__Articolo__
┏━━
Inoltre, Nancy R. Howell suggerisce che «scimpanzé e bonobo possono avere i precursori della cultura e della spiritualità, come la connessione, l’interdipendenza e la socialità» e un livello di capacità simbolica.
La primatologa Jane Goodall va oltre, osservando che alcuni scimpanzé possono “danzare” all’inizio di forti piogge o quando si imbattono in una cascata. La scienziata ipotizza che «le loro manifestazioni elementari siano precursori di rituali religiosi». (Goodall J, “Primate spirituality” The Encyclopaedia of Religion and Nature).
I riti funebri degli elefanti
Mentre il dolore è comune a molti animali, i rituali funebri non lo sono. Tuttavia, sono ben documentati negli elefanti africani. Secondo Ronald K. Siegel «… non si può ignorare l’elaborato comportamento di seppellimento degli elefanti come segno simile di comportamento rituale o addirittura religioso in quella specie. Quando incontrano animali morti, gli elefanti li seppelliscono spesso con fango, terra e foglie. Animali noti per essere stati sepolti dagli elefanti includono rinoceronti, bufali, mucche, vitelli e persino umani, oltre agli stessi elefanti. Gli elefanti sono stati osservati seppellire i loro morti con grandi quantità di cibo, frutta, fiori e fogliame colorato». (Bekoff M, “Grief in Animals” Psychology Today, October, 2009).
┗━━
__Compito A__
Riporta il passo dell'articolo sostituendo "scimpanzé" con "gorilla": parti dalle parole "Inoltre, Nancy R." e fermati dopo "Religion and Nature).".
__Compito B__
Riscrivi come lista JSON di stringhe, una per riga e senza righe vuote, il tratto dei record che inizia dalla riga contenente "FLASHCARD — Front: Point out the small" e si ferma dopo quella contenente "[190, 130, 202, 142]", estremi inclusi.
L'articolo e i record non hanno alcun legame tra loro.

__Record elencati__
┏━━
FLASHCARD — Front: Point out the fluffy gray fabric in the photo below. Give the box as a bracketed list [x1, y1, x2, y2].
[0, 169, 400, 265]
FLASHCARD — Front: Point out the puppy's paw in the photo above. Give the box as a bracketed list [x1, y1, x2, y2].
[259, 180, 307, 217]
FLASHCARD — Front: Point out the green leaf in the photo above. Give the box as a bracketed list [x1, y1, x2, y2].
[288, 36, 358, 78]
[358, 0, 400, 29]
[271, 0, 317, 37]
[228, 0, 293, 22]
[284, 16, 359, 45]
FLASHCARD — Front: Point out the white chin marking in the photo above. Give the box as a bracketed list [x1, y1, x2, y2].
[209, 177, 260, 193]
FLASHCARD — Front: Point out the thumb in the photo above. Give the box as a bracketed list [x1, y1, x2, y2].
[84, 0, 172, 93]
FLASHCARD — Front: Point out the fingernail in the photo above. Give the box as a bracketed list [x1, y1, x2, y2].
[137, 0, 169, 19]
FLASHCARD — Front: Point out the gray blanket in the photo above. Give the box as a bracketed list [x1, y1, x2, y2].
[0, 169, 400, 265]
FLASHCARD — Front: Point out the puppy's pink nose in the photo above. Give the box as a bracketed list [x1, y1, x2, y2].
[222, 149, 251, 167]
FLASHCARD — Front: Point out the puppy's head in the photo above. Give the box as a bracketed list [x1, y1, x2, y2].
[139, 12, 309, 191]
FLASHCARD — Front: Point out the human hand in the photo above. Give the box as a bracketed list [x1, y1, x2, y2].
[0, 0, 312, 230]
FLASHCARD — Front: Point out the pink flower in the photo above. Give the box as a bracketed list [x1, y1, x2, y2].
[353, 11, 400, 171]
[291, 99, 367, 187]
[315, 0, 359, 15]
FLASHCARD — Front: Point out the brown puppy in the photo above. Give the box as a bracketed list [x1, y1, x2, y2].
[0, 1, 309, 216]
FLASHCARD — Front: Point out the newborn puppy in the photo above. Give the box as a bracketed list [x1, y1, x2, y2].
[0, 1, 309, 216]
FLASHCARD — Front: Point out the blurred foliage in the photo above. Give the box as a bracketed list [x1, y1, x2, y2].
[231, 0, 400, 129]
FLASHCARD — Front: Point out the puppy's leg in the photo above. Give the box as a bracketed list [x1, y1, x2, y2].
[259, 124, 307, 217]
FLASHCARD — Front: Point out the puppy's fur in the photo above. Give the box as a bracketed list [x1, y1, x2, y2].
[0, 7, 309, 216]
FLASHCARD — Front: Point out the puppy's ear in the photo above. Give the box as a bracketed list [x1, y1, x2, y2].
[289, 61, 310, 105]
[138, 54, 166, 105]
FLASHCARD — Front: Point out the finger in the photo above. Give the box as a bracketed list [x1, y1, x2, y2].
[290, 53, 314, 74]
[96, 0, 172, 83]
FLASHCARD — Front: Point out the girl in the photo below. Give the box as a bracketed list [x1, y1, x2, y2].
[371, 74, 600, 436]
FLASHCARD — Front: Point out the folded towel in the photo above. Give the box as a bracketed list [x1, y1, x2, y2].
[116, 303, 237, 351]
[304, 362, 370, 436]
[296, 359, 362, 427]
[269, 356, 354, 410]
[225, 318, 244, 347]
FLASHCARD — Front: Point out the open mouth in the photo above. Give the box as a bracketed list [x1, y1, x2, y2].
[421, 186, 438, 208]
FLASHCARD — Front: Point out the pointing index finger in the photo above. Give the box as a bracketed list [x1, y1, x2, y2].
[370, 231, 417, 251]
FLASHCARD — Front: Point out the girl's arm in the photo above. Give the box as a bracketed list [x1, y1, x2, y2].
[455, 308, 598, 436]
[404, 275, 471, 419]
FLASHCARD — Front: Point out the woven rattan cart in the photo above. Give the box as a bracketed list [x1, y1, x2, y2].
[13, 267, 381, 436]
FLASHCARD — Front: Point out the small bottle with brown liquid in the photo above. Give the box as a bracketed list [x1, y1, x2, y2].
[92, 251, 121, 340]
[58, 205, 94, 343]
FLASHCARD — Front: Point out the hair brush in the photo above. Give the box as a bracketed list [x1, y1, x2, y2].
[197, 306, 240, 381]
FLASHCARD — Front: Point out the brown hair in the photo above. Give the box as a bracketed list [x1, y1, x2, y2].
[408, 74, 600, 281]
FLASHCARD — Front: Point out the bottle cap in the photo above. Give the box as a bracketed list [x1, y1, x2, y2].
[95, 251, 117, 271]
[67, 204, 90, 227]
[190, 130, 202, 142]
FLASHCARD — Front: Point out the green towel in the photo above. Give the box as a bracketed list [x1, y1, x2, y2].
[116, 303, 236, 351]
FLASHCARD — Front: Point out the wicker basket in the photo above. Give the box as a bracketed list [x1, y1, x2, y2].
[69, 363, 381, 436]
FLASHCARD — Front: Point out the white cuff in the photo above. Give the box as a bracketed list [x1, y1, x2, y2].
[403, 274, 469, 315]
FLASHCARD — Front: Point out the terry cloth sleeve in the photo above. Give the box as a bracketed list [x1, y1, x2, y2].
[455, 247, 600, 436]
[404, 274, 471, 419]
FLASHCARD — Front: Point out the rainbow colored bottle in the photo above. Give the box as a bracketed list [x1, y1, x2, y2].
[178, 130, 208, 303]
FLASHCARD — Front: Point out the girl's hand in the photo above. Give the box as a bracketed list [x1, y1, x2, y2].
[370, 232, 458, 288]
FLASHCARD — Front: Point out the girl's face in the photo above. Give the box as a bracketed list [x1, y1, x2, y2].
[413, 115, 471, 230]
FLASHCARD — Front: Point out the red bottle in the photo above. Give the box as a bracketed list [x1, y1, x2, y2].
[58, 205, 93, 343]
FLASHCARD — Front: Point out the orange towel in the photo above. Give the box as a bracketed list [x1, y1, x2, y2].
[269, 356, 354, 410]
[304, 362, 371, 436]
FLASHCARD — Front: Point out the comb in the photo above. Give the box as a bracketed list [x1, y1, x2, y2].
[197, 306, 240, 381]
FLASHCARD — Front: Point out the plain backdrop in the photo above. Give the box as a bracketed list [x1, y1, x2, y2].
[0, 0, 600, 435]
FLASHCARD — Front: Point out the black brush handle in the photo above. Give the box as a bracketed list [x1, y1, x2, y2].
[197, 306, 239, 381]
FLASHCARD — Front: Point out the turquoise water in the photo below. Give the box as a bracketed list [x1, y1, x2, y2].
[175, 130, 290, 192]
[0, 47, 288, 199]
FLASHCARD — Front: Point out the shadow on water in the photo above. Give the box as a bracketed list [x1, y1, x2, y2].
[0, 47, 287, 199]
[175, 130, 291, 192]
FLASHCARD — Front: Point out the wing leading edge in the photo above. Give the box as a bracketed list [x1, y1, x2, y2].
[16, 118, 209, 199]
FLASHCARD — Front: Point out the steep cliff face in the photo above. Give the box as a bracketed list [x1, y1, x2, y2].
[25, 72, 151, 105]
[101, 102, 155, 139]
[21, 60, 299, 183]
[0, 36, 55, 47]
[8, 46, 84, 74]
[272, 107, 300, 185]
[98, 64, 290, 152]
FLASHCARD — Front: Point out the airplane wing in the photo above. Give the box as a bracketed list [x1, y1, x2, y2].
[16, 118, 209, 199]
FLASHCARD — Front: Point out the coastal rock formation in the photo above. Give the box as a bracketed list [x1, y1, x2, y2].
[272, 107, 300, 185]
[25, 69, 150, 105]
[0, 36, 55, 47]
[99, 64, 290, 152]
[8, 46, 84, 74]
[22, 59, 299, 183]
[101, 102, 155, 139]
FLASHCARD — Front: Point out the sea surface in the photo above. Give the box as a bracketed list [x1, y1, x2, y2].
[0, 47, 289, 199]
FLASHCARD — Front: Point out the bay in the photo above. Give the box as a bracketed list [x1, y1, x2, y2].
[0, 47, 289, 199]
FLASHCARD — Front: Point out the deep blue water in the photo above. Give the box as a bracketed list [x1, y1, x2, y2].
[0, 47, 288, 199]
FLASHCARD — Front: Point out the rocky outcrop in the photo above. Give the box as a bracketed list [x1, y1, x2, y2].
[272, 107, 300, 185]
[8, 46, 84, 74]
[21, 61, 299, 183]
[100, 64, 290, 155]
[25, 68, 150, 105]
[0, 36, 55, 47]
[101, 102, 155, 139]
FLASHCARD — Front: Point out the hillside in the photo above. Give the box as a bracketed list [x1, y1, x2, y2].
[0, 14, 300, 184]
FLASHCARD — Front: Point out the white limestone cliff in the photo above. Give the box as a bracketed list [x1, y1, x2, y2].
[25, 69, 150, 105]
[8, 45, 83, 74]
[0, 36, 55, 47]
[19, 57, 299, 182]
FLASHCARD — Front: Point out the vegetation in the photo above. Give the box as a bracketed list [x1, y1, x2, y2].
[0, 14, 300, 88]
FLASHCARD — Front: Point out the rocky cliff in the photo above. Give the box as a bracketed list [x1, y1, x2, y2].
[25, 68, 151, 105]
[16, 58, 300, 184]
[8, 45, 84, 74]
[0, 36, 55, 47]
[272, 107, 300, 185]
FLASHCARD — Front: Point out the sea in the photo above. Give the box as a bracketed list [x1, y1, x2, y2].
┗━━
__Soluzione A__
Inoltre, Nancy R. Howell suggerisce che «gorilla e bonobo possono avere i precursori della cultura e della spiritualità, come la connessione, l’interdipendenza e la socialità» e un livello di capacità simbolica.
La primatologa Jane Goodall va oltre, osservando che alcuni gorilla possono “danzare” all’inizio di forti piogge o quando si imbattono in una cascata. La scienziata ipotizza che «le loro manifestazioni elementari siano precursori di rituali religiosi». (Goodall J, “Primate spirituality” The Encyclopaedia of Religion and Nature).

__Soluzione B__
[
  "FLASHCARD — Front: Point out the small bottle with brown liquid in the photo above. Give the box as a bracketed list [x1, y1, x2, y2].",
  "[92, 251, 121, 340]",
  "[58, 205, 94, 343]",
  "FLASHCARD — Front: Point out the hair brush in the photo above. Give the box as a bracketed list [x1, y1, x2, y2].",
  "[197, 306, 240, 381]",
  "FLASHCARD — Front: Point out the brown hair in the photo above. Give the box as a bracketed list [x1, y1, x2, y2].",
  "[408, 74, 600, 281]",
  "FLASHCARD — Front: Point out the bottle cap in the photo above. Give the box as a bracketed list [x1, y1, x2, y2].",
  "[95, 251, 117, 271]",
  "[67, 204, 90, 227]",
  "[190, 130, 202, 142]"
]